REQUIRED WORK:
Output, with no changes, the span of lines that opens with the line containing "Mark one point on every instance of the car windshield" and closes with the last line.

* * *

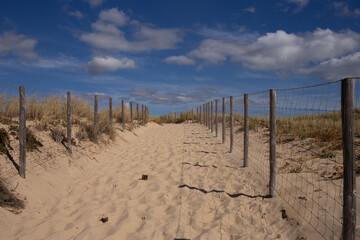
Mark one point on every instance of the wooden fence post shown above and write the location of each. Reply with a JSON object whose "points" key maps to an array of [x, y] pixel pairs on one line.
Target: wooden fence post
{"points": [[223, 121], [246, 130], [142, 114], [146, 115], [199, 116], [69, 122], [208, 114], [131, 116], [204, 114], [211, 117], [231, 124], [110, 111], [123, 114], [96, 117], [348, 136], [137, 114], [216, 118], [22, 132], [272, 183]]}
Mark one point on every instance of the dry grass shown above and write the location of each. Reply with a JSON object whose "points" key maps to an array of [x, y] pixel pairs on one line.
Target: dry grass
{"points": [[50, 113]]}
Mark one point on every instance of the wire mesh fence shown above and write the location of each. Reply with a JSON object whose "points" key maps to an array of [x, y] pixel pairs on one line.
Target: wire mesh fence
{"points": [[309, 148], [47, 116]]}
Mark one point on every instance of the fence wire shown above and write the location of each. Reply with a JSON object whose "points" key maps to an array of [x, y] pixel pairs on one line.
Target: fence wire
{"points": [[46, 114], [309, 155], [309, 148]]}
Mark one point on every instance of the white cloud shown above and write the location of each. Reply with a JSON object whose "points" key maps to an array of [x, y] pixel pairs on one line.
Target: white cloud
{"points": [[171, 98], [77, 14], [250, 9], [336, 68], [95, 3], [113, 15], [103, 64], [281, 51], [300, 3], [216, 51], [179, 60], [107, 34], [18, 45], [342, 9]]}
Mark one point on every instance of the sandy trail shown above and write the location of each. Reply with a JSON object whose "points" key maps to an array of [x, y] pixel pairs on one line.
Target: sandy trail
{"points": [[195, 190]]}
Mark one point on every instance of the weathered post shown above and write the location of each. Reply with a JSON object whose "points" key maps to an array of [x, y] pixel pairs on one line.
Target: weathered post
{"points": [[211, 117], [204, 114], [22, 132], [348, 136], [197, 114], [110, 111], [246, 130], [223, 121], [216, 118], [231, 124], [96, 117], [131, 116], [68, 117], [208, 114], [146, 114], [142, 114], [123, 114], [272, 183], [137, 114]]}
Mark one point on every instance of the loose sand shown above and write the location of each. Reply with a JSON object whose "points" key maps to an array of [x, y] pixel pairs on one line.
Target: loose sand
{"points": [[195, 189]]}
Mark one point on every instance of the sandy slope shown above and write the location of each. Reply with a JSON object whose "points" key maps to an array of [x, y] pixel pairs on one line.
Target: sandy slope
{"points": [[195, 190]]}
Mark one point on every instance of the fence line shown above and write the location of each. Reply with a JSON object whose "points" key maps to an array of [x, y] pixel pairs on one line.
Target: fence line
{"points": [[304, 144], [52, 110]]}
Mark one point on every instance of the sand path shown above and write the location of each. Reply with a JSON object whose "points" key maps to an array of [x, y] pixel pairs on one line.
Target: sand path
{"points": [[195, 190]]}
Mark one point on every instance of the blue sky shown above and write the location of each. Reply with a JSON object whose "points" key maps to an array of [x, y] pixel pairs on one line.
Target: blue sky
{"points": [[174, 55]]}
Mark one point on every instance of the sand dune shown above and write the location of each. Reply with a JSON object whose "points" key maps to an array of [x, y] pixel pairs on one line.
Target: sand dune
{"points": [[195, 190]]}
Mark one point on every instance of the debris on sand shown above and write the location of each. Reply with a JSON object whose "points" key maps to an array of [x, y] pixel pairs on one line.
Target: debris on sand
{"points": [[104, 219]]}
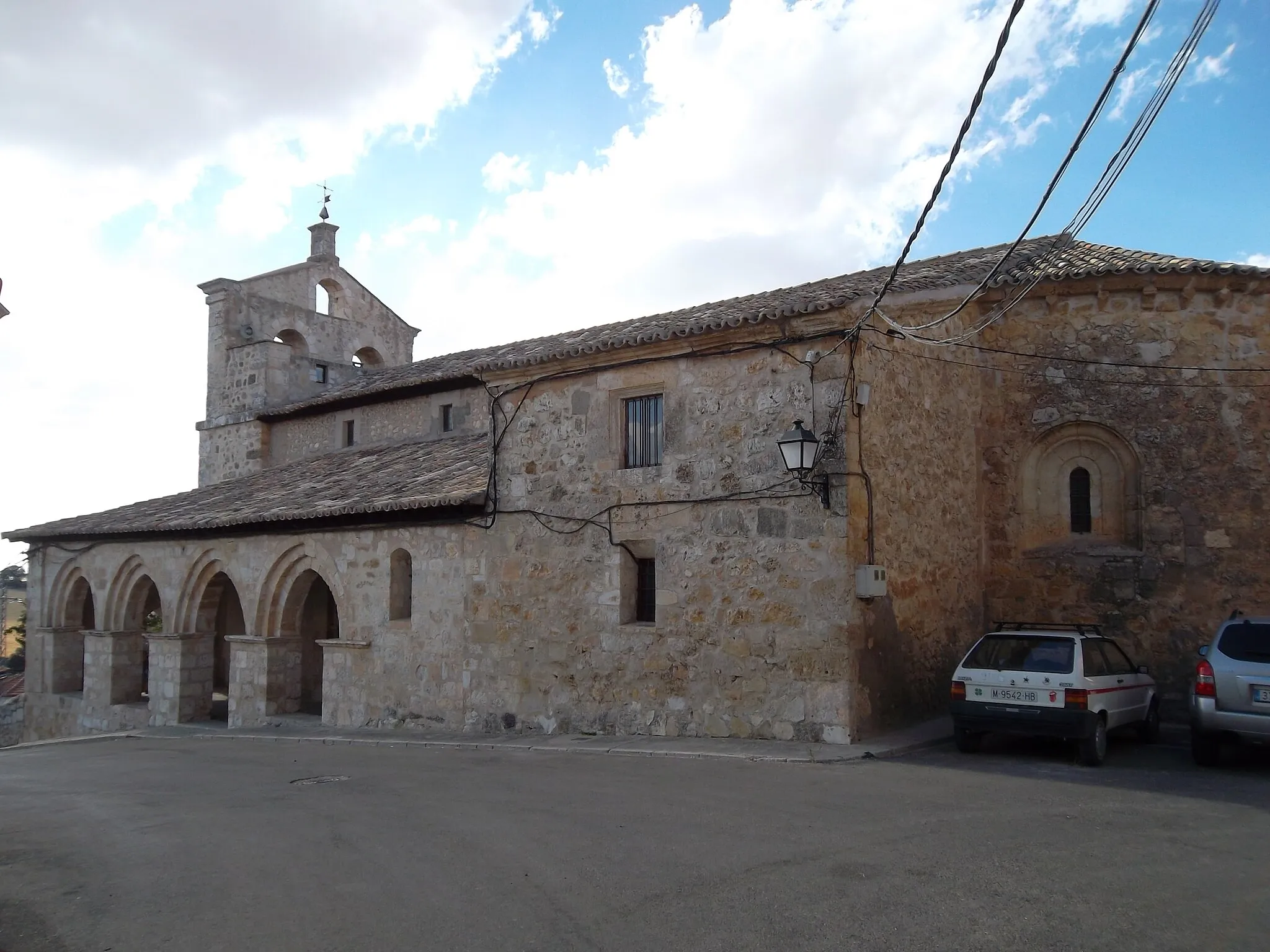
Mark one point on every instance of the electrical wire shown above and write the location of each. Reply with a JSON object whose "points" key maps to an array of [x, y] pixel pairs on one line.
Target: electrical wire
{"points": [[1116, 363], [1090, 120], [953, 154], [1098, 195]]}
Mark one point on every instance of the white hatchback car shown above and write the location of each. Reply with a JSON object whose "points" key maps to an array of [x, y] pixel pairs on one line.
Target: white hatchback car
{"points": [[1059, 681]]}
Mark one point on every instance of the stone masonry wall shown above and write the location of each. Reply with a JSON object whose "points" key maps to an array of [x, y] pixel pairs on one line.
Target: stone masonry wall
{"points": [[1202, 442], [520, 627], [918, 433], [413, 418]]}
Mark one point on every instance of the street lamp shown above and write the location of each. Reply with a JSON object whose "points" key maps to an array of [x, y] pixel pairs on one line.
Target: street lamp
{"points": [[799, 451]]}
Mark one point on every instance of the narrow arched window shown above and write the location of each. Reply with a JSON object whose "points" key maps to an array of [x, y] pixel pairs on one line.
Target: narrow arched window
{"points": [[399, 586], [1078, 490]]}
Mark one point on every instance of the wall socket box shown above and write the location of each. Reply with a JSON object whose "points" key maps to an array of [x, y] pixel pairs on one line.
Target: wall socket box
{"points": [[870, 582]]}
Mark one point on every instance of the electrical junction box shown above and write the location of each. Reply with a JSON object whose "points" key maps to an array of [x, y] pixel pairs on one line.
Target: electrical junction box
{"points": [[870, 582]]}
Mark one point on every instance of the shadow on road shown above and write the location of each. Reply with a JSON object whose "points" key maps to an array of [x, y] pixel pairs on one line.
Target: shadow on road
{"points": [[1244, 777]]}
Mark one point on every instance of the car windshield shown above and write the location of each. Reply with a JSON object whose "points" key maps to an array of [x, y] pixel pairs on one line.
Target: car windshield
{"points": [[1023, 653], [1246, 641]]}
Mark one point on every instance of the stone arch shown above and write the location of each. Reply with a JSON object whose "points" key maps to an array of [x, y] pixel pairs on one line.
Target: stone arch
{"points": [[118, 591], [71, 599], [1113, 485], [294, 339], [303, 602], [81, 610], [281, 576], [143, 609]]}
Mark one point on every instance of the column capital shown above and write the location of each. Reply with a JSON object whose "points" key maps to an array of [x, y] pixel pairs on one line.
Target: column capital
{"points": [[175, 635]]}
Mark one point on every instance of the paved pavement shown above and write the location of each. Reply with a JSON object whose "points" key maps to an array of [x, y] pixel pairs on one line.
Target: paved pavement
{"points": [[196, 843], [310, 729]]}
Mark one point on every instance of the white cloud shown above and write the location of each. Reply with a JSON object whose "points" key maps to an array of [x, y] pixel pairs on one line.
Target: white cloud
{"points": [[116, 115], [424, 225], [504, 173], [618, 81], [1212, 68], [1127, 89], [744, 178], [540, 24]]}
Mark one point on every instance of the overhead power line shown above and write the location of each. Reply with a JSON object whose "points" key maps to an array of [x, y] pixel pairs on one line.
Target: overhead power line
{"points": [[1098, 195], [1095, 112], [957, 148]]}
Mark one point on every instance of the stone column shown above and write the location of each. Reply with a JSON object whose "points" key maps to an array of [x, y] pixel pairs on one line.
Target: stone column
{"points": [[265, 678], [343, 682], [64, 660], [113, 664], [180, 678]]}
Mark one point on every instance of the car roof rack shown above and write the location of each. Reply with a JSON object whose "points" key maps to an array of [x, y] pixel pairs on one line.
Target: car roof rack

* * *

RESPONSE FOR THIS EXERCISE:
Mark one point on every instance of the car windshield shown above and write the location of each. Reply with a JSON object whose "points" key maps to an array of [x, y] pixel pairs on one line.
Target: car windshield
{"points": [[1023, 653], [1246, 641]]}
Mark one point on every instance of the stone arch shown above and write the location of each. Reply with a JSON object whose "points" key maps to an array of [x, y] pixel pairs on one line.
Target: stone arch
{"points": [[118, 591], [71, 599], [1113, 485], [294, 339], [303, 602], [81, 610], [281, 576], [143, 609]]}
Mark one point on every instance of the column capital shown above and write the location of each. Reply with a JSON object whose "points" key maps to an array of [x, y] pixel pairs on one line.
Target: column capital
{"points": [[175, 635]]}
Mark one point on every instance of the paved pavement shown above and write the location of each. Reply with a JSON object whose "points" key maps to an array of [x, y] pixel pairs on one line.
Target: paved pavement
{"points": [[196, 843], [310, 729]]}
Mark one point on every instance of the white cloud shown above and write the location of each. Reply with a JSON object whose "points" key maps to an array of [x, y] pixel pairs on one line.
Target: white cloud
{"points": [[116, 115], [424, 225], [504, 173], [618, 81], [1212, 68], [1127, 89], [744, 178], [540, 24]]}
Mark one point on every instance of the overhead power line shown above and write the location of each. Reply with a JSON object whose "points" key maps to an array of [x, y] pixel pairs on one line.
Target: overhead power line
{"points": [[1098, 195], [1095, 112], [957, 148]]}
Mark one point on every instance of the stone column shown above and write the location of each. Reply with a JSON object whose "points" key maps to an array of [x, y] pixel pairs on one line.
Target: stone column
{"points": [[265, 678], [343, 682], [64, 660], [113, 664], [180, 678]]}
Mark one point on every instance of the car roof rack shown above and write the location of each. Reply with a JSON object whose "points" key maps to an array of [x, y] pixel pairs on one line.
Target: car roof rack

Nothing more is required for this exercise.